The data below:

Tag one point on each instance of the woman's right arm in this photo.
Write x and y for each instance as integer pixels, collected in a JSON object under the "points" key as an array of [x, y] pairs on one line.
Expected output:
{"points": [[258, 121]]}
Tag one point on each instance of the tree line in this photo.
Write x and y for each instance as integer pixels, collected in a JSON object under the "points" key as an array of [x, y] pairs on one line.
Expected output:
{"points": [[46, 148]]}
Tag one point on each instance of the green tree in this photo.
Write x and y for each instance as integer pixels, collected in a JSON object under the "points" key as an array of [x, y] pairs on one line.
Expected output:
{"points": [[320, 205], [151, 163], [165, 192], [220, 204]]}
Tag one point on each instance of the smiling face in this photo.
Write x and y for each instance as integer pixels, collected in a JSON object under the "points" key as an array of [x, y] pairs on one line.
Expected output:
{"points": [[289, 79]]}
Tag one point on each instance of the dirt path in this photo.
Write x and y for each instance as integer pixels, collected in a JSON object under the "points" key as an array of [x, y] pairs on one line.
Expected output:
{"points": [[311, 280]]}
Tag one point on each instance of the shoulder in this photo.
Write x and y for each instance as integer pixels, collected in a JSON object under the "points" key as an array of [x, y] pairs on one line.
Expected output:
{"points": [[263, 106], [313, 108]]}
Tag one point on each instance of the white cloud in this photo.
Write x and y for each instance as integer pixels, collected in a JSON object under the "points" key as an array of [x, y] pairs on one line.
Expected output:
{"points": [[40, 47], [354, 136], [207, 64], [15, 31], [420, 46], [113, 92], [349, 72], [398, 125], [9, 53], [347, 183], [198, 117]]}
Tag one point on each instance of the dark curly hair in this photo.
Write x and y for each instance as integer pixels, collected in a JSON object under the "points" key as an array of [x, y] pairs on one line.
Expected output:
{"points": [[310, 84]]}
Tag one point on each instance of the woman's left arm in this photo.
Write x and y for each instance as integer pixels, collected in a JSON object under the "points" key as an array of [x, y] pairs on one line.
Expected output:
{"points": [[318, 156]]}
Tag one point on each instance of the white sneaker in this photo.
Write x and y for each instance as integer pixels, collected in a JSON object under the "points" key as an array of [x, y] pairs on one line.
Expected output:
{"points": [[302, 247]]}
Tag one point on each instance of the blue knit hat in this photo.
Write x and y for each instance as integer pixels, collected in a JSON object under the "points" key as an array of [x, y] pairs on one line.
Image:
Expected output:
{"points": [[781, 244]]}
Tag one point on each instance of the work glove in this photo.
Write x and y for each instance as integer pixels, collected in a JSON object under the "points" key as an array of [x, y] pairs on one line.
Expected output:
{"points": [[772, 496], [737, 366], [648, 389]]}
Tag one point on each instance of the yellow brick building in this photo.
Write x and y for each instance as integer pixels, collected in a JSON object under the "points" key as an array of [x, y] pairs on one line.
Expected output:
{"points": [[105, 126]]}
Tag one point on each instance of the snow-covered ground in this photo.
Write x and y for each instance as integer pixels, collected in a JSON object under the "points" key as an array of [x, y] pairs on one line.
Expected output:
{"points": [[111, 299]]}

End of The data.

** Exercise directions **
Repeat every entry word for word.

** Answer section **
Tag one point on each instance of the woman's right arm in this photo.
Write x and y for each instance as integer pixels, collected in a JSON object under the "points" key as an array of [x, y] pairs on one line.
Expected output:
{"points": [[258, 121]]}
Tag one point on each instance of the tree line in this photo.
Write x and y for each instance as integer pixels, collected in a JSON object under the "points" key as an array of [x, y] pairs on one line.
Expected output:
{"points": [[46, 148]]}
Tag one point on each instance of the green tree in this photo.
Write x and y for each instance as integer pixels, collected in a JSON object under the "points" key as an array of [x, y] pairs on one line.
Expected output:
{"points": [[320, 205], [151, 163], [165, 192], [220, 204]]}
Tag one point on each instance of the smiling face in this photo.
Write x and y for each instance as integer pixels, collected in a JSON object under the "points" key as an array of [x, y] pairs on one line.
Expected output:
{"points": [[289, 79]]}
Tag one point on each instance of the dirt path in this photo.
Write x and y for each instance as integer pixels, collected in a JSON object under the "points" key as an array of [x, y] pairs on one line.
Expected output:
{"points": [[311, 280]]}
Tag one point on each instance of the shoulder in this photo.
Write x and y for each instance as integer pixels, collected in a JSON object under the "points" key as an array of [x, y] pairs on one line.
Expected output:
{"points": [[263, 106], [313, 108]]}
Tag one point on each instance of the white cloud in this photo.
Write x and y for each instance as integer pixels, collected in a JSON object under the "points" key as an array of [x, y] pairs on one line.
Expected output:
{"points": [[40, 47], [354, 136], [207, 64], [15, 31], [420, 46], [113, 92], [349, 72], [398, 125], [9, 53], [347, 183], [198, 117]]}
Tag one point on each instance of the dark curly hair in this photo.
Write x and y for each instance as integer pixels, collected in a JSON object under the "points" key as an array of [x, y] pairs on one line.
Expected output:
{"points": [[310, 84]]}
Tag one point on each instance of the woman's left arm in this photo.
Write x and y for each instance as integer pixels, collected in a JSON object under the "points" key as an array of [x, y] pairs on one line.
Expected output:
{"points": [[318, 156]]}
Tag one point on each instance of the white sneaker in this photo.
Write x and y for each instance as integer pixels, collected in a JSON object under the "points" key as an array of [x, y] pairs on one line.
Expected output:
{"points": [[302, 247]]}
Tag one point on each instance of the blue knit hat in this photo.
Write x and y for each instance as integer pixels, collected in a JSON object under the "points" key as an array of [x, y] pairs on one line.
Image:
Expected output:
{"points": [[781, 244]]}
Tag one point on each instance of the work glove in this photo.
Write x and y for each instance as integer pixels, collected in a JSON object under the "points" key as an array of [x, y] pairs on one line.
Expected output:
{"points": [[772, 496], [737, 366], [648, 389]]}
Tag one point on each instance of the yellow brick building in this photo.
Write x and y for each instance as integer pixels, collected in a JSON object under the "points" key as an array of [x, y] pairs on one line.
Expected output:
{"points": [[105, 126]]}
Tag one point on each instance of the snow-covered ground in this photo.
Write x and y for each instance as integer pixels, collected in a JSON object under the "points" key as an array of [x, y] pairs on one line.
Expected output:
{"points": [[111, 299]]}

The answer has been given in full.